Every record that follows should be output exactly as it is given.

Dataset items
# # # # #

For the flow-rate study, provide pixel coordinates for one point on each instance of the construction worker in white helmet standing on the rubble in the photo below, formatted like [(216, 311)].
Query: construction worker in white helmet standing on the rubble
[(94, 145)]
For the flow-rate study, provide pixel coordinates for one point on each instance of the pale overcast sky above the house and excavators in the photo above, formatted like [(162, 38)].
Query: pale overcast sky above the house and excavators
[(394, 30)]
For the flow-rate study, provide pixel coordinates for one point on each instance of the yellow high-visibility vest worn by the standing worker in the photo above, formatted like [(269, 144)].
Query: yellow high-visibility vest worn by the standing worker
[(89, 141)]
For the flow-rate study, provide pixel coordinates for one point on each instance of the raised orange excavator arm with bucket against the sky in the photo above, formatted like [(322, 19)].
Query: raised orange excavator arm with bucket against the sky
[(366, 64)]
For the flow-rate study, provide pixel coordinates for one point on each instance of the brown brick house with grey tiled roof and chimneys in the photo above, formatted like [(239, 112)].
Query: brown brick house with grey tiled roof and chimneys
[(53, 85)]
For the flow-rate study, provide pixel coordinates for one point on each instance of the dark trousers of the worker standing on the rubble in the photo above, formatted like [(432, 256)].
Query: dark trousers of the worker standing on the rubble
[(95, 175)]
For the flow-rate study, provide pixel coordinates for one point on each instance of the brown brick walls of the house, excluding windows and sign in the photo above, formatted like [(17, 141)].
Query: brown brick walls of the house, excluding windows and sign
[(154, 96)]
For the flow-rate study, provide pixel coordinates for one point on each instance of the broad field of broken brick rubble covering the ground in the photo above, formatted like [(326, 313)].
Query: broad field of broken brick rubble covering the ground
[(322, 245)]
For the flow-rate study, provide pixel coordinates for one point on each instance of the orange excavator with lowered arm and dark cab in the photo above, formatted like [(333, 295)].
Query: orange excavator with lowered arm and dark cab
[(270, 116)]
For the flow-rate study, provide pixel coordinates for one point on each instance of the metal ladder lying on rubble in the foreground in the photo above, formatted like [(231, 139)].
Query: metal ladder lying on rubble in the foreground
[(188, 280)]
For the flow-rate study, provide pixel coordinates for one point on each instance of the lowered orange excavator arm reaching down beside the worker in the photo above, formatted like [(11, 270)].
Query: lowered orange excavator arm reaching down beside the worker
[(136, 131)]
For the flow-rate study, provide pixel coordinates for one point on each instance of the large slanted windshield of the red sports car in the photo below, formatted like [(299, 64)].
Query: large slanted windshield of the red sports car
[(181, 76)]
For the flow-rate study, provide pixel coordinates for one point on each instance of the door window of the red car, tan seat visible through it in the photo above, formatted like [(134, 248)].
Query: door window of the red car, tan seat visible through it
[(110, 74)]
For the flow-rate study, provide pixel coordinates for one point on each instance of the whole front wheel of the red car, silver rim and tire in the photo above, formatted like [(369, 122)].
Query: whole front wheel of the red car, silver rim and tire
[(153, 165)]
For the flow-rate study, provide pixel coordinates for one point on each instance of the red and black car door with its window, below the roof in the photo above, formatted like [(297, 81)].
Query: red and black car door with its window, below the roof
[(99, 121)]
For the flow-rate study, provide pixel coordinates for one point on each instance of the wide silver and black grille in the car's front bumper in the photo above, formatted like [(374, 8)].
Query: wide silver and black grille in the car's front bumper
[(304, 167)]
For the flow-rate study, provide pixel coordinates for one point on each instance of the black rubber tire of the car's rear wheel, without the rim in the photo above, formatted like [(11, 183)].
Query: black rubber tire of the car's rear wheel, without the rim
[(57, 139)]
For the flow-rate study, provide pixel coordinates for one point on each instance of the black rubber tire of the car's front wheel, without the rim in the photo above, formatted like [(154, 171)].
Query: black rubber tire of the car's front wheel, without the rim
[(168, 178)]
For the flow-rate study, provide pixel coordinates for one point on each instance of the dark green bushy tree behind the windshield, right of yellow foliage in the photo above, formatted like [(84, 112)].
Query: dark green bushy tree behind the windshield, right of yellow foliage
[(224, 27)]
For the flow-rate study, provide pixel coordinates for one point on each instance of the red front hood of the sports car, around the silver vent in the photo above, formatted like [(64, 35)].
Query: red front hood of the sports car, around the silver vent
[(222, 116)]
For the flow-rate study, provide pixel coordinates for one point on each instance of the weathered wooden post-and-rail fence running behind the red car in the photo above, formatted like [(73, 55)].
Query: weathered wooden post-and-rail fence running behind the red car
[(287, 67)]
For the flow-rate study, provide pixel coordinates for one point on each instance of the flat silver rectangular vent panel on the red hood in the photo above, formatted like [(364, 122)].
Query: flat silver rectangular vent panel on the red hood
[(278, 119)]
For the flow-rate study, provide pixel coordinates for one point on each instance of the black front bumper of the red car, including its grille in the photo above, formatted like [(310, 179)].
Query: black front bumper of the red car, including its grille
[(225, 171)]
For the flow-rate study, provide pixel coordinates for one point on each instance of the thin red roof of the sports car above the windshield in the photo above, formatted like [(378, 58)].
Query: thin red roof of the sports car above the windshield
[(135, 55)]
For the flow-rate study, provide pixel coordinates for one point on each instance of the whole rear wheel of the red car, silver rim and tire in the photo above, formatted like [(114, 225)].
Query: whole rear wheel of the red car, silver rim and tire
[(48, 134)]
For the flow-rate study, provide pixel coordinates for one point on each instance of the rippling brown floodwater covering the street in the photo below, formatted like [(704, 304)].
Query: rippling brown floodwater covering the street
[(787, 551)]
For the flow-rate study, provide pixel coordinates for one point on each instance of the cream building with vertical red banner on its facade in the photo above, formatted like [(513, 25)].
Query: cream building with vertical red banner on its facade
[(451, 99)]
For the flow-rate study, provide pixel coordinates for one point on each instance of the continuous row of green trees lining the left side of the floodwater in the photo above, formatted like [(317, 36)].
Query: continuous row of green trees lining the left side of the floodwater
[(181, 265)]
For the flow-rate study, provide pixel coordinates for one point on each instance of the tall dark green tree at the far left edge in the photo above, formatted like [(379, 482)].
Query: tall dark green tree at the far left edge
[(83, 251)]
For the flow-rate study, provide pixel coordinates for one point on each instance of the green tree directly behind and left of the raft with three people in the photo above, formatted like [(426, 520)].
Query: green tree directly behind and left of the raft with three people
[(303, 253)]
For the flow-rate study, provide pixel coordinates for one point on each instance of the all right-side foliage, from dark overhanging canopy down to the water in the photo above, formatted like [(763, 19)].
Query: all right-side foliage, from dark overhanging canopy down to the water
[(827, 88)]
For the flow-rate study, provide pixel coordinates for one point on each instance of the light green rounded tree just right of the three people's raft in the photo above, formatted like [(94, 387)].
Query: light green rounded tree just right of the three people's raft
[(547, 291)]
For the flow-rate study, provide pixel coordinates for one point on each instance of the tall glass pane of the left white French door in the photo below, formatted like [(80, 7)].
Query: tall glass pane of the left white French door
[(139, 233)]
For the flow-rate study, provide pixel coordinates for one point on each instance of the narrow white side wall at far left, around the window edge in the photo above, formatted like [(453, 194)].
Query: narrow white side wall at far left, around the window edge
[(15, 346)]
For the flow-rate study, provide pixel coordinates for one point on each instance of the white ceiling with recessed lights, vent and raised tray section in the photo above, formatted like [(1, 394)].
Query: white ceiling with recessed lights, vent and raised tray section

# # # # #

* _Written response_
For the flow-rate study, provide pixel coordinates for one point on each instance of the construction worker in white helmet standing on the rubble in the photo below, formatted like [(216, 311)].
Query: construction worker in white helmet standing on the rubble
[(94, 145)]
For the flow-rate study, provide pixel coordinates for one point on each instance of the pale overcast sky above the house and excavators in the photo above, formatted like [(162, 38)].
Query: pale overcast sky above the house and excavators
[(394, 30)]
For the flow-rate study, provide pixel coordinates for one point on each instance of the yellow high-visibility vest worn by the standing worker in the photo above, formatted like [(269, 144)].
Query: yellow high-visibility vest worn by the standing worker
[(89, 141)]
For the flow-rate study, provide pixel coordinates for one point on each instance of the raised orange excavator arm with bucket against the sky in the photo above, formatted like [(322, 19)].
Query: raised orange excavator arm with bucket against the sky
[(366, 64)]
For the flow-rate study, provide pixel coordinates for one point on each instance of the brown brick house with grey tiled roof and chimneys in the photo above, formatted like [(239, 112)].
Query: brown brick house with grey tiled roof and chimneys
[(53, 85)]
For the flow-rate study, provide pixel coordinates for one point on each instance of the dark trousers of the worker standing on the rubble in the photo above, formatted like [(432, 256)].
Query: dark trousers of the worker standing on the rubble
[(95, 175)]
For the flow-rate study, provide pixel coordinates for one point on each instance of the brown brick walls of the house, excluding windows and sign in the photo above, formatted like [(17, 141)].
Query: brown brick walls of the house, excluding windows and sign
[(154, 96)]
For the flow-rate study, provide pixel coordinates for one point on each instance of the broad field of broken brick rubble covering the ground in the photo above, formatted like [(326, 313)].
Query: broad field of broken brick rubble covering the ground
[(322, 245)]
For the flow-rate study, provide pixel coordinates for one point on each instance of the orange excavator with lowered arm and dark cab in the photo above, formatted like [(333, 295)].
Query: orange excavator with lowered arm and dark cab
[(270, 116)]
For the flow-rate study, provide pixel coordinates for one point on each instance of the metal ladder lying on rubble in the foreground in the photo above, formatted like [(231, 139)].
Query: metal ladder lying on rubble in the foreground
[(188, 280)]
For the flow-rate study, provide pixel coordinates for one point on each instance of the lowered orange excavator arm reaching down beside the worker in the photo above, formatted like [(11, 270)].
Query: lowered orange excavator arm reaching down beside the worker
[(136, 131)]
For the flow-rate study, provide pixel coordinates for one point on each instance of the large slanted windshield of the red sports car in the photo below, formatted like [(299, 64)].
Query: large slanted windshield of the red sports car
[(181, 76)]
For the flow-rate study, provide pixel coordinates for one point on each instance of the door window of the red car, tan seat visible through it in the photo above, formatted like [(134, 248)].
Query: door window of the red car, tan seat visible through it
[(110, 74)]
For the flow-rate study, provide pixel coordinates for one point on each instance of the whole front wheel of the red car, silver rim and tire in the photo above, formatted like [(369, 122)].
Query: whole front wheel of the red car, silver rim and tire
[(153, 165)]
For the flow-rate study, provide pixel coordinates for one point on each instance of the red and black car door with its window, below the roof in the photo above, formatted like [(297, 81)].
Query: red and black car door with its window, below the roof
[(99, 121)]
For the flow-rate study, provide pixel coordinates for one point on each instance of the wide silver and black grille in the car's front bumper in the photo above, formatted like [(374, 8)].
Query: wide silver and black grille in the car's front bumper
[(304, 167)]
For the flow-rate study, provide pixel coordinates for one point on each instance of the black rubber tire of the car's rear wheel, without the rim in the photo above, formatted like [(11, 183)].
Query: black rubber tire of the car's rear wheel, without the rim
[(57, 139)]
For the flow-rate study, provide pixel coordinates for one point on each instance of the black rubber tire of the car's front wheel, without the rim in the photo above, formatted like [(154, 171)].
Query: black rubber tire of the car's front wheel, without the rim
[(168, 178)]
For the flow-rate study, provide pixel coordinates for one point on each instance of the dark green bushy tree behind the windshield, right of yellow foliage in the photo above, formatted like [(84, 112)].
Query: dark green bushy tree behind the windshield, right of yellow foliage
[(224, 27)]
For the flow-rate study, provide pixel coordinates for one point on each instance of the red front hood of the sports car, around the silver vent in the photo above, formatted like [(64, 35)].
Query: red front hood of the sports car, around the silver vent
[(222, 116)]
For the flow-rate study, provide pixel coordinates for one point on each instance of the weathered wooden post-and-rail fence running behind the red car in the photo above, formatted like [(73, 55)].
Query: weathered wooden post-and-rail fence running behind the red car
[(287, 67)]
For the flow-rate study, provide pixel coordinates for one point on each instance of the flat silver rectangular vent panel on the red hood in the photo above, formatted like [(364, 122)].
Query: flat silver rectangular vent panel on the red hood
[(278, 119)]
For the flow-rate study, provide pixel coordinates for one point on each instance of the black front bumper of the red car, including its grille in the photo above, formatted like [(310, 179)].
Query: black front bumper of the red car, including its grille
[(225, 171)]
For the flow-rate study, provide pixel coordinates for one point on each instance of the thin red roof of the sports car above the windshield in the photo above, formatted like [(378, 58)].
Query: thin red roof of the sports car above the windshield
[(135, 55)]
For the flow-rate study, provide pixel coordinates for one point on each instance of the whole rear wheel of the red car, silver rim and tire in the photo above, formatted like [(114, 225)].
Query: whole rear wheel of the red car, silver rim and tire
[(48, 134)]
For the flow-rate study, provide pixel coordinates for one point on each instance of the rippling brown floodwater covering the street in the photo below, formatted like [(704, 304)].
Query: rippling brown floodwater covering the street
[(787, 551)]
For the flow-rate study, provide pixel coordinates for one point on each instance of the cream building with vertical red banner on its facade in the photo above, formatted like [(513, 25)].
Query: cream building with vertical red banner on its facade
[(451, 99)]
For the flow-rate study, provide pixel coordinates for one point on each instance of the continuous row of green trees lining the left side of the floodwater in the photo above, formatted like [(317, 36)].
Query: continuous row of green trees lining the left side of the floodwater
[(181, 265)]
For the flow-rate study, provide pixel coordinates for one point on each instance of the tall dark green tree at the far left edge in the photo above, formatted like [(379, 482)].
Query: tall dark green tree at the far left edge
[(83, 251)]
For the flow-rate study, provide pixel coordinates for one point on each instance of the green tree directly behind and left of the raft with three people in the photo above, formatted like [(426, 520)].
Query: green tree directly behind and left of the raft with three people
[(303, 253)]
For the flow-rate study, provide pixel coordinates for one point on each instance of the all right-side foliage, from dark overhanging canopy down to the water in the photo above, formatted like [(763, 19)].
Query: all right-side foliage, from dark overhanging canopy down to the water
[(827, 88)]
For the flow-rate study, provide pixel coordinates for one point on each instance of the light green rounded tree just right of the three people's raft in the photo above, formatted like [(94, 387)].
Query: light green rounded tree just right of the three people's raft
[(547, 291)]
For the flow-rate study, provide pixel coordinates for one point on each instance of the tall glass pane of the left white French door in the photo below, formatted like [(80, 7)].
Query: tall glass pane of the left white French door
[(139, 233)]
For the flow-rate study, provide pixel coordinates for one point on each instance of the narrow white side wall at far left, around the window edge in the photo above, formatted like [(453, 194)].
Query: narrow white side wall at far left, around the window edge
[(15, 346)]
For the flow-rate study, provide pixel coordinates for one point on each instance of the white ceiling with recessed lights, vent and raised tray section in the photo above, formatted like [(1, 394)].
Query: white ceiling with recessed lights, vent and raised tray section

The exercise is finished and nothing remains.